EXERCISE OBJECTIVE: Please turn all the rows below into a numbered list, leaving out any blank lines. Leave the pictures out of your answer.

===============

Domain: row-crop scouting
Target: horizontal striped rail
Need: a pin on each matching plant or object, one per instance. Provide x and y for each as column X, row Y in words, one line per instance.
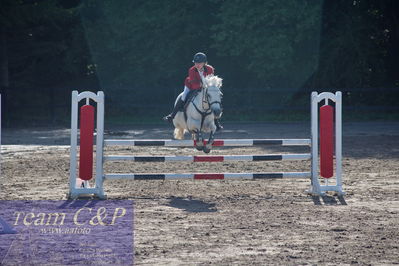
column 209, row 176
column 211, row 158
column 218, row 142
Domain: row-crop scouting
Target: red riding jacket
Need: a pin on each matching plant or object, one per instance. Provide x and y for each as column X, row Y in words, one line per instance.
column 193, row 81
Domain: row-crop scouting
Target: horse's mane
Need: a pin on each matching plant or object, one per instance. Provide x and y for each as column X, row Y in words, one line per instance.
column 213, row 81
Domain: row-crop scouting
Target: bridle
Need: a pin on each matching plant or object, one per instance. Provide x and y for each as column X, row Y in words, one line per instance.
column 205, row 100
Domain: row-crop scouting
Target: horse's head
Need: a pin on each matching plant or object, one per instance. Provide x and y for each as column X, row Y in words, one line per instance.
column 214, row 94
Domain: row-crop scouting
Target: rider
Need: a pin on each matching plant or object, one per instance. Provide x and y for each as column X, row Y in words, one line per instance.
column 193, row 82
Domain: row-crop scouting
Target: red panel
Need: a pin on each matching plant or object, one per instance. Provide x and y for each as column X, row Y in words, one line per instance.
column 86, row 142
column 208, row 158
column 209, row 176
column 326, row 141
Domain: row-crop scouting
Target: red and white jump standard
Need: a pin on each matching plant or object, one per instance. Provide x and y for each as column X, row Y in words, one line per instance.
column 323, row 134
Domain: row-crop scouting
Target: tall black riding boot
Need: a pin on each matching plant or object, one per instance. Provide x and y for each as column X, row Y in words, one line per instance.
column 176, row 108
column 218, row 125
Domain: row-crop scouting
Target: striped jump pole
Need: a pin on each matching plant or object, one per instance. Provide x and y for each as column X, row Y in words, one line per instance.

===============

WRITTEN REPLY:
1. Domain: row-crop scouting
2. Target: horizontal striped rail
3. Need: a pin on each matching plant or object, one per instance. Provide x and y for each as column X, row Y in words, one line per instance.
4. column 209, row 176
5. column 211, row 158
6. column 218, row 142
7. Domain: row-crop scouting
8. Target: red riding jacket
9. Need: a pin on each matching plant or object, one per instance. Provide x and y for each as column X, row Y in words, one line per instance.
10. column 193, row 81
11. Domain: row-crop scouting
12. Target: horse's mane
13. Need: a pin on each matching plant or object, one per instance. Provide x and y for each as column X, row Y in words, one line per instance.
14. column 213, row 81
15. Domain: row-crop scouting
16. Target: bridle
17. Need: a pin on each matching plant or object, one per instance. Provide x and y for each as column X, row Y in words, one line per instance.
18. column 205, row 100
19. Domain: row-crop scouting
20. Target: horse's head
21. Need: a pin on each matching plant or object, one per instance. Provide x and y for each as column X, row Y in words, one line per instance.
22. column 214, row 94
23. Domain: row-crop scouting
24. Target: rider
25. Need: a pin on each matching plant or object, one per instance. Provide x and y for each as column X, row Y in words, one line per instance.
26. column 193, row 82
27. Domain: row-crop scouting
28. Target: red panel
29. Need: a pin on each matching plant or object, one per instance. Provide x and y for each as column X, row Y in words, one line per instance.
30. column 86, row 142
31. column 208, row 158
32. column 209, row 176
33. column 326, row 141
34. Domain: row-crop scouting
35. Target: red and white jump standard
36. Need: a pin on each matching plant or object, one per instance. Provide x and y for each as column X, row Y in words, one line per instance.
37. column 323, row 134
38. Domain: row-crop scouting
39. Target: tall black riding boot
40. Need: a pin on each matching plant or object, one per instance. Provide x and y for each as column X, row Y in words, one line per instance.
41. column 176, row 108
42. column 218, row 125
43. Domain: row-crop scouting
44. Target: striped jump pole
45. Need: a pin on each matching plant or object, one per instance. Provide x and y for each as column X, row Y in words, one line per instance.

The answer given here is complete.